**PASSAGE:**
********

Week Ahead, Results in Focus | Telstra Update, Plexure

18 August 2020

Global markets were mostly lower on Friday on the back of mixed economic data and as US stimulus talks remain in a stalemate.
Reports that a scheduled review of the US-China Phase-One trade deal had been delayed didn’t hurt sentiment. US-China tensions remain in the headlines as President Trump said on Saturday that he was considering banning Alibaba and other Chinese companies from the US. His comments come ahead of the banning of Chinese apps like TokTok and WeChat from the US. We expect trade will remain in focus as we head into the US Presidential election in November.

Closer to home, NZ lockdown extension measures were announced that were largely "as expected", and the NZX has opened higher this morning. With the ASX market reaction to Melbourne a good case study, our view is that the NZX is currently pricing in a short lockdown, but clearly if there is a material escalation in cases/lockdown extension then lockdown sensitive stocks could come under further pressure. 

Telstra (TLS:ASX / TLS:NZX)
Shares of telco business Telstra (TLS) fell sharply after a somewhat mixed result for the 2020 financial year, delivering net profit after tax of $1.839 billion which fell -14% from last year but was largely in line with guidance. More importantly, Tesltra managed to keep their 2020 dividend flat at 16 cents per share. 

However, TLS provided weak guidance for the 2021 financial year assuming covid-19 will have a $400m hit on earnings which likely spooked investors.
The defensive nature of its core mobile earnings should support and help weather economic uncertainty, despite some near-term pain. Competition in the mobile sector is likely to be more subdued given the TPG and Vodafone merger means there are now three major competitors as opposed to four. Telstra are also ahead of peers with 5G investment (which are encumbered with Huawei technology) which is expected to be the next leg of growth for the sector.

********

[Collected data]
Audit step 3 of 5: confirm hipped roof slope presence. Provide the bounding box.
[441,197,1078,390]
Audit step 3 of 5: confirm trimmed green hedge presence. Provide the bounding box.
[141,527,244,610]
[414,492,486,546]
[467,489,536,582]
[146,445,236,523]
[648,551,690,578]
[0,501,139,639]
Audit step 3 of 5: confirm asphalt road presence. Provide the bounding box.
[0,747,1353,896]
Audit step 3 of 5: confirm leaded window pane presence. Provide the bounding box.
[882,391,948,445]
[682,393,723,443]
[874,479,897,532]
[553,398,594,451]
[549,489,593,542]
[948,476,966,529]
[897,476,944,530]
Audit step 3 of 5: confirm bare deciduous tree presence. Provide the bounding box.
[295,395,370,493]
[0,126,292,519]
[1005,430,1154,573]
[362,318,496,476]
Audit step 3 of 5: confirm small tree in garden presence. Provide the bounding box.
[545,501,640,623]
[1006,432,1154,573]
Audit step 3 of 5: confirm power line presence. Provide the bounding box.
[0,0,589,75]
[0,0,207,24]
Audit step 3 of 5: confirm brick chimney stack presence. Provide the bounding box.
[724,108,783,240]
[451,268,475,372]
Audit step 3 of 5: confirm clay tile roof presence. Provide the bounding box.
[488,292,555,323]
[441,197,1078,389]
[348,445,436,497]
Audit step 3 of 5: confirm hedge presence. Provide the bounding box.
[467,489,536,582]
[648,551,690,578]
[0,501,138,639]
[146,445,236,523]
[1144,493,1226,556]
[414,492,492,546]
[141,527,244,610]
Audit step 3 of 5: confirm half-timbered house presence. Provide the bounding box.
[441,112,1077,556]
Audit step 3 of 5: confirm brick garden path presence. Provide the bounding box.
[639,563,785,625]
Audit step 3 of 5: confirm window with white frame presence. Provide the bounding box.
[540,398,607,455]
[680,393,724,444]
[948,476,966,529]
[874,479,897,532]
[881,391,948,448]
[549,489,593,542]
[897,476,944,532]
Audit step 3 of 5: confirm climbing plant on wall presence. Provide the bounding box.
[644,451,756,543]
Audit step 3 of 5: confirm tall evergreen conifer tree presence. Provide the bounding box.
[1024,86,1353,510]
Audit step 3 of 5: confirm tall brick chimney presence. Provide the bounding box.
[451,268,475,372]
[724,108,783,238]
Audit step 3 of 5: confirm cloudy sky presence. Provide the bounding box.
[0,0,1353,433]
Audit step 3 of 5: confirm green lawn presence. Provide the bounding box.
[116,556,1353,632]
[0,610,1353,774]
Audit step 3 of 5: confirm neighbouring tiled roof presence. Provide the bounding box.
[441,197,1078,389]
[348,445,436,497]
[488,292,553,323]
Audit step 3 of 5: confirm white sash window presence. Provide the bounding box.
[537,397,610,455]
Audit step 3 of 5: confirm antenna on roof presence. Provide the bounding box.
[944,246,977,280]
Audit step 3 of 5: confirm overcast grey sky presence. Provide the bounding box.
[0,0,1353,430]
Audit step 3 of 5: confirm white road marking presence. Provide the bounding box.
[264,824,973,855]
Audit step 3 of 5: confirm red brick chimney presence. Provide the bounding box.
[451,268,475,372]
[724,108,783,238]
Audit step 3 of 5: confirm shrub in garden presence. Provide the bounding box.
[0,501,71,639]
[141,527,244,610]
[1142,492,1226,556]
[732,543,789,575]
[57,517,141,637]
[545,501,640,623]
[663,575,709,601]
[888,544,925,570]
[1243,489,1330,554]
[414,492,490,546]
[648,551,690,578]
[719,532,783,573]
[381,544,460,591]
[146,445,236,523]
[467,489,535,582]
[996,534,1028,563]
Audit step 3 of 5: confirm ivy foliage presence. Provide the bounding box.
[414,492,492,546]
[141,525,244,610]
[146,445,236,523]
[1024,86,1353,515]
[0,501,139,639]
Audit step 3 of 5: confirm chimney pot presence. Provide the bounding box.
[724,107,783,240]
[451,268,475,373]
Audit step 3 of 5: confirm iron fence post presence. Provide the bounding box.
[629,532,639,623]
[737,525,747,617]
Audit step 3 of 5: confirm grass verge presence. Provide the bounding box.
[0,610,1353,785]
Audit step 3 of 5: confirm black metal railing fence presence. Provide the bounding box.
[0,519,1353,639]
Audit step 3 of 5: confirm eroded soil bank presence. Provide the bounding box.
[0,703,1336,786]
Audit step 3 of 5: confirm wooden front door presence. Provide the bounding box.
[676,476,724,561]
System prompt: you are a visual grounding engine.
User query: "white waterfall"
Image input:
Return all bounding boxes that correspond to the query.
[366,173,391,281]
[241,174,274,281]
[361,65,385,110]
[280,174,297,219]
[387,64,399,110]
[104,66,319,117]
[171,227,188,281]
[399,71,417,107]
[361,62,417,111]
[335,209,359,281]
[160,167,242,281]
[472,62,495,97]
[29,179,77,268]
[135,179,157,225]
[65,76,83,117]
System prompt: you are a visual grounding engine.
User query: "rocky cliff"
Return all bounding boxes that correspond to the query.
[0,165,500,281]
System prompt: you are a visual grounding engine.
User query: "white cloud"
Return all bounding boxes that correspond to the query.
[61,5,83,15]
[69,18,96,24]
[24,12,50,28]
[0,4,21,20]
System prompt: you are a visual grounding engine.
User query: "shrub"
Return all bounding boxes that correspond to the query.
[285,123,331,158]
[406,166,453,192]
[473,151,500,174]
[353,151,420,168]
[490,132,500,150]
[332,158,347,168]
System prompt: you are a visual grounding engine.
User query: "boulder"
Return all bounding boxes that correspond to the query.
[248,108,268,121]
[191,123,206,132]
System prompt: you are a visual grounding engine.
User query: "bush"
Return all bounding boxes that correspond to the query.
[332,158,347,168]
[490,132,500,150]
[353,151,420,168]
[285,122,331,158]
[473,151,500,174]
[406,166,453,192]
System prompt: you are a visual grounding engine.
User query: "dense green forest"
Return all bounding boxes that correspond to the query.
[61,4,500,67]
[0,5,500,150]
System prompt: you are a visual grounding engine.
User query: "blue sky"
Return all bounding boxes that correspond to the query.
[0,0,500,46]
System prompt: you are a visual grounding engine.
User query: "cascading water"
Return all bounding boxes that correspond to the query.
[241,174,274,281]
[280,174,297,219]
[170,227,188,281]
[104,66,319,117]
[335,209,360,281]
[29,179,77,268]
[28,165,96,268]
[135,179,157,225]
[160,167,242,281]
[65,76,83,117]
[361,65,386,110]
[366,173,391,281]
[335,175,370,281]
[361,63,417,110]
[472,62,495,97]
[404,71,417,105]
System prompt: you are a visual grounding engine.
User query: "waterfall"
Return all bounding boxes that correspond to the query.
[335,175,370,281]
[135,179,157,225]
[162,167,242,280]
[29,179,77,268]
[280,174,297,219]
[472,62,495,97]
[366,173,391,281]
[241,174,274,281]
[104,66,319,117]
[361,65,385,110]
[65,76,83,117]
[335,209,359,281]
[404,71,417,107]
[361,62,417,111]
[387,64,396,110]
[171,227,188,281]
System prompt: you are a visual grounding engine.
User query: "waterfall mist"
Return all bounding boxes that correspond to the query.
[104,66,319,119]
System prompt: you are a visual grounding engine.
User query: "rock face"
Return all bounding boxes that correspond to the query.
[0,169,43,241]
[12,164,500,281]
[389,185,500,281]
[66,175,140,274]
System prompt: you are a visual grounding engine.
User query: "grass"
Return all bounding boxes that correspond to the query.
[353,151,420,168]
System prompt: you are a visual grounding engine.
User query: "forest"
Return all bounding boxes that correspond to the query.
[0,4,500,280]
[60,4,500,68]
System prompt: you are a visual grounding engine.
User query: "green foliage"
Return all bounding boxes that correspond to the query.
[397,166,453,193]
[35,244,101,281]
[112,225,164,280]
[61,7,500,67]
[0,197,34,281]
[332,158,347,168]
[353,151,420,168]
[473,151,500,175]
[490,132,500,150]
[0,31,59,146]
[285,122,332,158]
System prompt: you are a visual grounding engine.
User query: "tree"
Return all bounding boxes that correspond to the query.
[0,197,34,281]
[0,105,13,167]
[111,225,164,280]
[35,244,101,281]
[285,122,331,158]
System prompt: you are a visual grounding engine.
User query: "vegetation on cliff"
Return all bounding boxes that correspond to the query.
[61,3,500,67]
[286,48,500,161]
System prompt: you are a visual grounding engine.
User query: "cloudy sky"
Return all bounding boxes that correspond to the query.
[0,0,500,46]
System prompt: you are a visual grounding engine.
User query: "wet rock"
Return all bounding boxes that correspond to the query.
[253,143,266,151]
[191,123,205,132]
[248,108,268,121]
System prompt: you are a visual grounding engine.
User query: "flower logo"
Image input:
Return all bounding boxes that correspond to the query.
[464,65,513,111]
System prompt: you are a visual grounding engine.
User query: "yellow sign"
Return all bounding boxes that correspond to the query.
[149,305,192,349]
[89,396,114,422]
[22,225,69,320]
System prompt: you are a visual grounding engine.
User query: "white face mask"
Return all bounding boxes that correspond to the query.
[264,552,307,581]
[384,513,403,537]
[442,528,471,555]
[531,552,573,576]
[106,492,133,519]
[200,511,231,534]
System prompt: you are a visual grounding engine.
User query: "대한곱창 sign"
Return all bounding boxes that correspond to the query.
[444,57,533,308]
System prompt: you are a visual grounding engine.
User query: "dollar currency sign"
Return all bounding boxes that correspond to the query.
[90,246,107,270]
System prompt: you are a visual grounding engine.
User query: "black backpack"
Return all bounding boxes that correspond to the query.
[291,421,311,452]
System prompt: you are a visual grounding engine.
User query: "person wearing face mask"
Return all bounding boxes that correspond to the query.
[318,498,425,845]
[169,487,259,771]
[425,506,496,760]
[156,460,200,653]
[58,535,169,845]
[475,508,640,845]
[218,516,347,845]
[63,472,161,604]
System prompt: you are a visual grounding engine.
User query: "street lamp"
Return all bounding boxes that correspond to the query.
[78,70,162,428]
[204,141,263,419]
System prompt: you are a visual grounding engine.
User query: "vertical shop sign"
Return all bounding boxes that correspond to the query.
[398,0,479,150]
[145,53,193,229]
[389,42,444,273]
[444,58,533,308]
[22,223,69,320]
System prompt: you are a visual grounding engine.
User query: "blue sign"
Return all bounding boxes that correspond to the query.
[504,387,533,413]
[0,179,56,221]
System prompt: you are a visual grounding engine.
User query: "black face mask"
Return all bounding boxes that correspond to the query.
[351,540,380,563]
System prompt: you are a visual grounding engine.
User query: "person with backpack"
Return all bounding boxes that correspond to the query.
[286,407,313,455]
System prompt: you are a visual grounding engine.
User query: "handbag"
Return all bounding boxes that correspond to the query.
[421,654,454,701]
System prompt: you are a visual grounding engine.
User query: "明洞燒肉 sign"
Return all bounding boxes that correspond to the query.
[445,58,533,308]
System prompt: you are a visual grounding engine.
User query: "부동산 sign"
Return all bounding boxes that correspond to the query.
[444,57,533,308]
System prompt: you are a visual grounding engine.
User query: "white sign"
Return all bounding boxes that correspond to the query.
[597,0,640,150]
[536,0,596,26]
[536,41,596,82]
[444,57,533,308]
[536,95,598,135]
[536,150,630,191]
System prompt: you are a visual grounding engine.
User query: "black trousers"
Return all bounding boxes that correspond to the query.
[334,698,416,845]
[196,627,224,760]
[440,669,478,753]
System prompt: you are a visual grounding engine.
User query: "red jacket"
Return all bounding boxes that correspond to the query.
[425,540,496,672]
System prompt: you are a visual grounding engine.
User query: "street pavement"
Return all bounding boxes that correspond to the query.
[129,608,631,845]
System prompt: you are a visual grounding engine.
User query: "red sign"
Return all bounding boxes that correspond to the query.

********

**CHECK YOUR UNDERSTANDING:**
1 – Translate this sentence from the market update into Spanish: "Global markets were mostly lower on Friday on the back of mixed economic data and as US stimulus talks remain in a stalemate."
2 – Write the next part of the market update, picking up after its last sentence.

**WRITTEN RESPONSES:**
1 – Los mercados mundiales cerraron mayormente a la baja el viernes debido a datos económicos mixtos y a que las conversaciones sobre el estímulo en EE. UU. siguen estancadas.

2 –
We remain comfortable with our BUY recommendation on Telstra at its current valuation as it offers an attractive dividend yield of 5% (with a limited risk of being cut in our view) and while facing a challenging year ahead we see upside over the medium-term from 5G rollout. 
 

Australia & New Zealand Market Movers

The Australian market was higher on Friday (ASX 200 Index +0.6%) as technology and industrial stocks led the way, while NAB updates on its earnings and deferred loans.
NAB shares gained 1% after the bank revealed its preferred measure of cash earnings was down -7% on the same time last year at $1.55 billion. NAB also offered investors a detailed update of its loan deferral program, with 86,000 home loans on repayment deferral with balances totaling $35 billion. It said that is down from a peak of 96,000 in May.
Anti-inflammatory treatment developer Mesoblast saw its shares surge 39% after clearing a major US regulatory hurdle for remestemcel-L to be approved for treating steroid-refractory acute graft versus host disease in children.
Gold miner Newcrest reported a statutory net profit of $647 million, up 15% on the prior year. However, its share price was slightly lower as investors appear to be disappointed it did not post stronger profit growth given a roughly 25% increase in US dollar gold prices between the end of financial year 2019 and June 30 this year.

Bonus Chart: Plexure (PLX:NZX)

Plexure Group (PLX) is a Mobile engagement software company with 110 million end users on its platform in over 49 countries. Its clients include McDonalds, 7-Eleven, Ikea and loyalty New Zealand. PLX has seen stellar growth of 320% in less than 4 months since 23rd March till 31st of July. 

New Zealand shares were lower on Friday (NZX 50 Index -0.4%) ahead of the extension decision around covid-19 lockdown.  Freightways, a logistics company tightly linked to local economic activity, led the market losses as stocks that are either directly impacted by lockdowns or that are indicators of the domestic economy took the biggest falls. Kiwi Property Group sold-off, while retirement village operators also took a hit.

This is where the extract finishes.